==== MATERIAL SHOWN
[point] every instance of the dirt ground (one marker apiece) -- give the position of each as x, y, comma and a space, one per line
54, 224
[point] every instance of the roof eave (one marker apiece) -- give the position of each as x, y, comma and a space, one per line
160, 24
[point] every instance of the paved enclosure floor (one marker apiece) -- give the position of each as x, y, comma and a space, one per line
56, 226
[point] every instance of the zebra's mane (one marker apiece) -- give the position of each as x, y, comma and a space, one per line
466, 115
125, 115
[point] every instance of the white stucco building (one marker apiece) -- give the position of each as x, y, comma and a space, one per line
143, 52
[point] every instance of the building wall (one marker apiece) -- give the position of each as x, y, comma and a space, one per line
========
==== MATERIAL SHOWN
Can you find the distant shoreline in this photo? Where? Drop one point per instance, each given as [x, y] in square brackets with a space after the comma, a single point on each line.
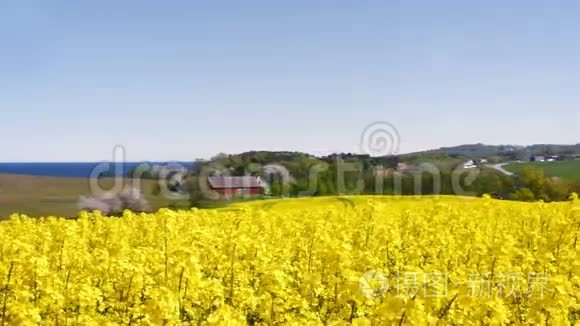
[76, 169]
========
Produce a word-for-word copy of everything above from the line holding "[point] every instance of the dirt" down to the line holding "[point] every instance of the building", with both of those lines kept.

◆ REPLY ◆
[point] every instance of the dirt ground (one marker apiece) -- give the position of each as x, y, comma and a space, one per line
54, 224
[point] every instance of the roof eave (one marker apiece) -- give the position of each as x, y, comma and a space, one per line
160, 24
[point] every instance of the paved enclosure floor (one marker apiece) -- give the position of each as x, y, comma and a space, one per line
56, 226
[point] every instance of the zebra's mane (one marker apiece) -- give the position of each as x, y, comma and a space, one per line
466, 115
125, 115
[point] every instance of the white stucco building (one marker apiece) -- give the position of each as x, y, comma and a space, one per line
143, 52
[point] every instance of the building wall (one marker apiece) -- give the position of each as x, y, comma and a space, one per line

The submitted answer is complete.